======== Input for this task ========
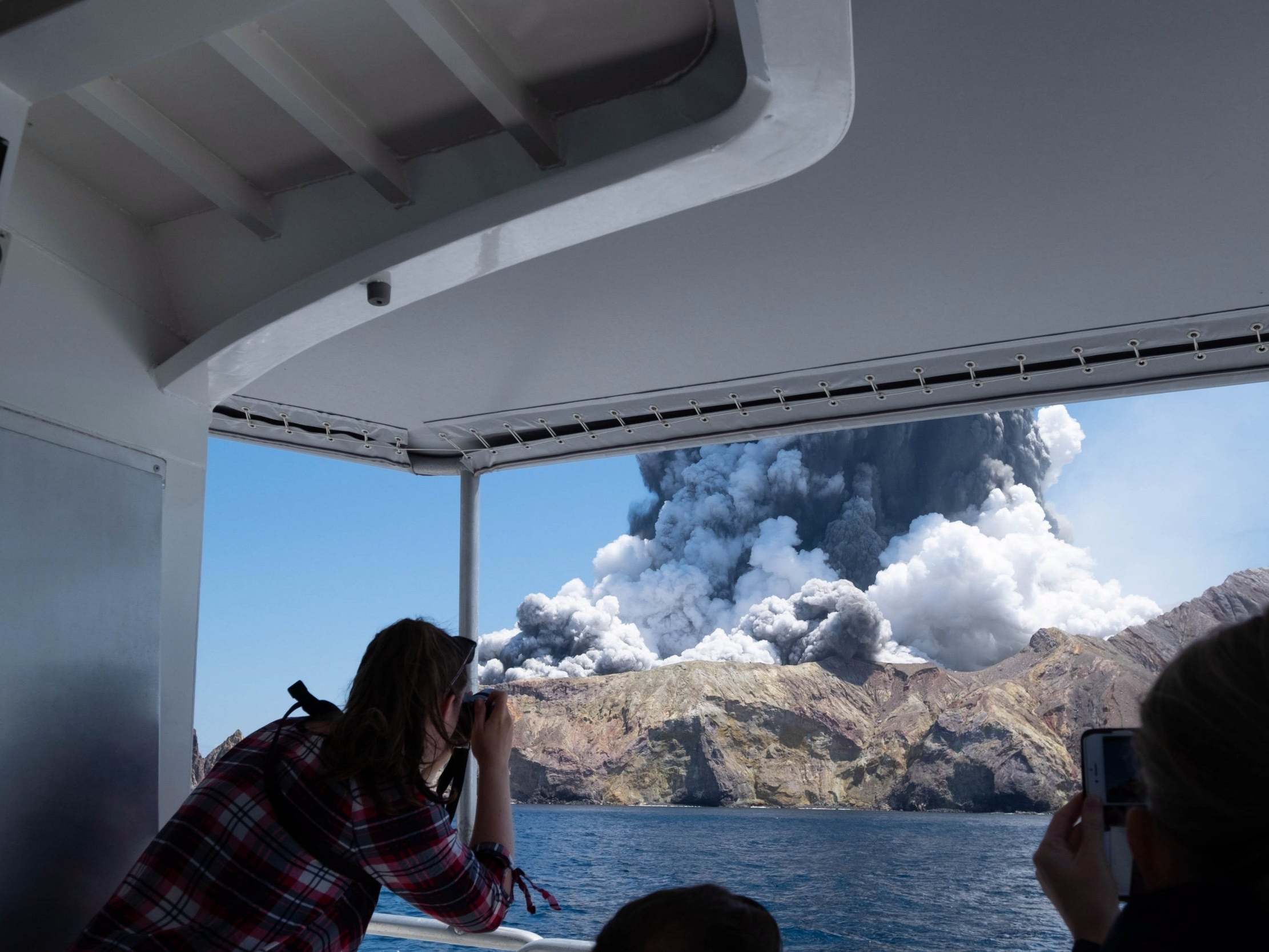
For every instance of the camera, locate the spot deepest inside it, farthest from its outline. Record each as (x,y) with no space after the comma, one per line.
(466,716)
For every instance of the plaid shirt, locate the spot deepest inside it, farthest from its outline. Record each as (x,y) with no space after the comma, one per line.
(224,875)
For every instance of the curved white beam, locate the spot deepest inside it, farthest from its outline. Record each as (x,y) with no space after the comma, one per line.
(796,106)
(159,138)
(465,53)
(290,84)
(93,38)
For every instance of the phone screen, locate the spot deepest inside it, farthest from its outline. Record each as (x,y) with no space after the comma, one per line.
(1111,774)
(1123,786)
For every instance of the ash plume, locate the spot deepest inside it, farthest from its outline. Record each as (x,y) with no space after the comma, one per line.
(900,543)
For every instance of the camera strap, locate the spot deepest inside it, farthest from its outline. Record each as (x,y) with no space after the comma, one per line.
(286,813)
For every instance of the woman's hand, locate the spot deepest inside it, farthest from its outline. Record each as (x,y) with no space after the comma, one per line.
(1073,870)
(492,732)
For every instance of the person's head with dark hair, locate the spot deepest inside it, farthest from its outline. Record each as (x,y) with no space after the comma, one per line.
(1198,843)
(401,710)
(690,919)
(1204,761)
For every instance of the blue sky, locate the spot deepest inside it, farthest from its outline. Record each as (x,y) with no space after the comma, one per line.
(306,557)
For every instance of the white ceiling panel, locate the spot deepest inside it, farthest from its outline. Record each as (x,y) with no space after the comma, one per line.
(1013,173)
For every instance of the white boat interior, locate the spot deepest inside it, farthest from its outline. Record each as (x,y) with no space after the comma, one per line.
(455,236)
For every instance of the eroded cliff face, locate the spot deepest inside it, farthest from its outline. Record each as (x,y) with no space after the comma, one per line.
(202,765)
(850,734)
========
-- Exercise --
Nothing but the lines from the one with "For every instance of the ash" through the end of the data above should be repeated, each exactly as it stands.

-- Answer below --
For every instance of the ash plume, locate the spot deepest inside it, farthest from its outline. Record each as (x,y) with no space after the comma, one per line.
(900,543)
For every instance of the camera strap, locate the spot deepest inside it, farthest from its outline. Record each as (x,y) with no space after the comma, one per line.
(286,813)
For every instance of the woman's hand, locate the spot deepest inside it, farthest from its outline. Record each as (x,y) with no space after the comma, one per line.
(1073,870)
(492,732)
For every instance of the person's head with dark hair, locate the spot deepest inside it, farthest from its outline. Record each as (x,y) with no space after the comma, one per line.
(1198,843)
(401,710)
(690,919)
(1204,761)
For every instance of the blue sky, locate the spot deepest inside it, farthest from its outline. Record each as (x,y) with no space after the comma, one per line.
(306,557)
For every instance of the white ceiling panel, locate the spot deepest inside it, farthest from its outline. Record each as (x,y) with no space after the comma, one per line.
(1013,173)
For every instance of the white boat interior, locate the spot deepest inside it, farthest from its outline. Record each as (x,y) with no space after the comma, one per line.
(455,236)
For every instance of the eroded cliff face, locate the spot deepest inside it, farthest from its outline. Record each as (x,y) with no space after the comma, one per line.
(202,765)
(850,734)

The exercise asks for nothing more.